» Given text
____

Kathmandu, Mar. 20: The Asian Development Bank (ADB) Director-General for South Asia, Kenichi Yokoyama, visited Nepal from March 16 to 19. During his visit, Yokoyama reaffirmed ADB’s strong support to Nepal’s development agenda. He had served as Country Director for Nepal from 2012 to 2017.
“I am very happy to be back in Kathmandu and to meet with senior government officials to discuss ADB operations in the country, our partnerships, and key strategic directions. ADB is committed to supporting Nepal in its green, resilient, and inclusive recovery from the pandemic to achieve high and sustainable economic growth, improve the lives of Nepali people and build resilience to climate change impact,” said Director General Yokoyama.
According to him, the focus now should be on structural reforms and quality investments in infrastructure and human capital to further stimulate private sector investments, including foreign direct investments, while devolving services to the local level. These, he believed, would raise productivity in agriculture, manufacturing, and services— prerequisites to achieving higher economic growth.
During his meeting with Finance Minister Janardan Sharma, Yokoyama applauded the government’s efforts to control the spread of the COVID-19 pandemic and manage its impact on public health, welfare, and the economy, as well as progress in the vaccination programme, with more than 80% of the target population receiving two doses. He sought the continued leadership of the Ministry to accelerate timely, efficient, and quality implementation of the development programs and reforms.
The Director-General also met with Minister of Culture, Tourism, and Civil Aviation, Prem Bahadur Ale; Minister of Water Supply, Umakanta Chaudhari; Minister of Urban Development, Ram Kumari Jhankri; Minister of Energy, Water Resources, and Irrigation, Pampha Bhusal; and Minister of Physical Infrastructure and Transport, Renu Kumari Yadav. He also met with secretaries of these ministries and other senior government officials, project staff, and development partners.
He also visited the ADB-supported Kathmandu Valley Wastewater Management Project site. The 137 million dollar project is helping to modernize and expand the wastewater treatment facilities and systems in the Kathmandu Valley.
ADB’s lending to Nepal increased from an annual average of around 300 million dollar during 2015–2017 to about $600 million during 2018–2020. "ADB is aiming to maintain support, at 500–600 million dollar in concessional resources per year in the next the years, helping the government with its vision of a sustainable and more inclusive growth," he assured.
A concessional loan of 250 million dollar was provided by ADB to the government in May 2020 for its COVID-19 pandemic response that focused on providing budgetary resources for containment and prevention, protection of economically vulnerable groups, and providing relief to small businesses.

____

(Point localization data)
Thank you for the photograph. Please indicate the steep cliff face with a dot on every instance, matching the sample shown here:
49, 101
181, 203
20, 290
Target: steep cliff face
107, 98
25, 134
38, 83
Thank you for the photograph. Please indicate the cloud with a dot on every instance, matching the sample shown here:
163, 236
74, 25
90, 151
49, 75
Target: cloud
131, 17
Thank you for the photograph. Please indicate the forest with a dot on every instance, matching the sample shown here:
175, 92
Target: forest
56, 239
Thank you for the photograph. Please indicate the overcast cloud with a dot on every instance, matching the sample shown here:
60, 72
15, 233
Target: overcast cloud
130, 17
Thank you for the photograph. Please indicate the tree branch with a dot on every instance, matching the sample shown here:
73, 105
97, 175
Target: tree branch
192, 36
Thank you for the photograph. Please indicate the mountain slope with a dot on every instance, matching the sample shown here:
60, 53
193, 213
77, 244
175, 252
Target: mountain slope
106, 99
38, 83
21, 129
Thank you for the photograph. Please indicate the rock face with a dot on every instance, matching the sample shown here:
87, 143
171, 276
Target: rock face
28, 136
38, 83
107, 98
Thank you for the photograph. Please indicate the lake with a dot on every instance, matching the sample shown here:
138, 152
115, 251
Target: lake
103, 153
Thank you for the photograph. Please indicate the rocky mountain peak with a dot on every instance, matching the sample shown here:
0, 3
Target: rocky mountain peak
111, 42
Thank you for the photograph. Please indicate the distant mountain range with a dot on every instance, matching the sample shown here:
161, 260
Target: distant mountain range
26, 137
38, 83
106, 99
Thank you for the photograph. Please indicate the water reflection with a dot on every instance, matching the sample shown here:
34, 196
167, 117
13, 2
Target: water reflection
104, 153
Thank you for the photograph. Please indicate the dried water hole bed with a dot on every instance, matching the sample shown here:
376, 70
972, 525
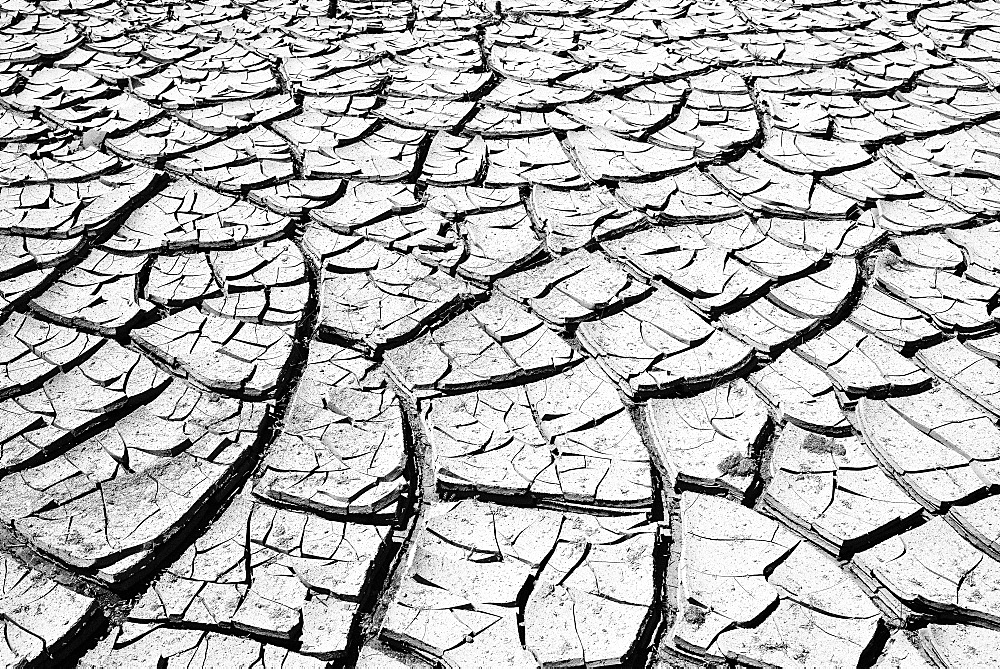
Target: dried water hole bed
526, 333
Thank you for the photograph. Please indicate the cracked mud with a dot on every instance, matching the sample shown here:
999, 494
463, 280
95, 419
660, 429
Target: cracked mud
396, 334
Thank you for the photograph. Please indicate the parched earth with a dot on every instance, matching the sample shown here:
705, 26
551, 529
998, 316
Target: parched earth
512, 333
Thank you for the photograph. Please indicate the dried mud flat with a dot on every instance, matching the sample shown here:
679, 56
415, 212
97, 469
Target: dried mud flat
526, 333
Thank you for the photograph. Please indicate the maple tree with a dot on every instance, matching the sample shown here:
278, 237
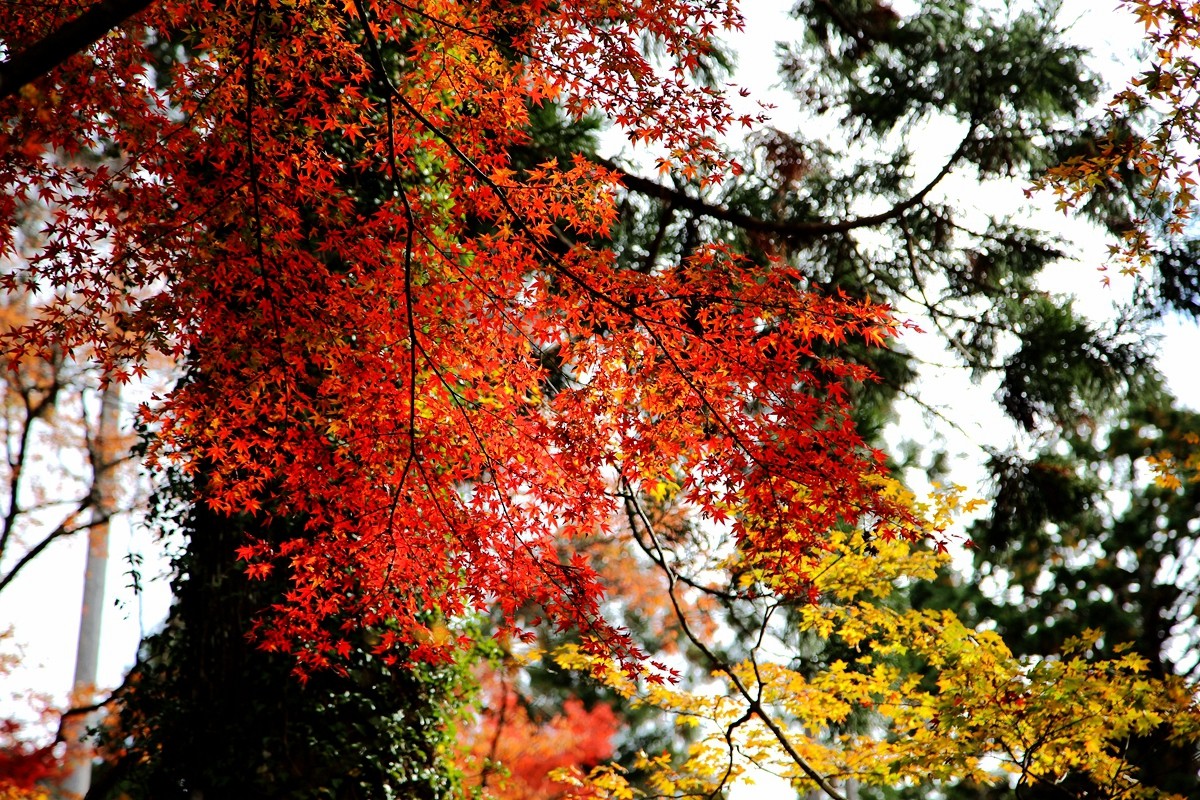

____

» What to work on
**1)** Name every government minister Yokoyama met in Nepal, according to the article on the ADB Director-General's visit, and give each one's portfolio.
**2)** Translate this sentence from the article on the ADB Director-General's visit into Spanish: "The 137 million dollar project is helping to modernize and expand the wastewater treatment facilities and systems in the Kathmandu Valley."
**3)** Answer from the article on the ADB Director-General's visit:
(a) On which dates did Yokoyama visit Nepal?
(b) What share of the target population had received two vaccine doses?
(c) How large was the concessional loan ADB provided in May 2020?

» Answers by item number
**1)**
- Janardan Sharma, Finance Minister
- Prem Bahadur Ale, Minister of Culture, Tourism, and Civil Aviation
- Umakanta Chaudhari, Minister of Water Supply
- Ram Kumari Jhankri, Minister of Urban Development
- Pampha Bhusal, Minister of Energy, Water Resources, and Irrigation
- Renu Kumari Yadav, Minister of Physical Infrastructure and Transport

**2)** El proyecto de 137 millones de dólares está ayudando a modernizar y ampliar las instalaciones y los sistemas de tratamiento de aguas residuales del valle de Katmandú.

**3)**
(a) March 16 to 19.
(b) More than 80%.
(c) 250 million dollars.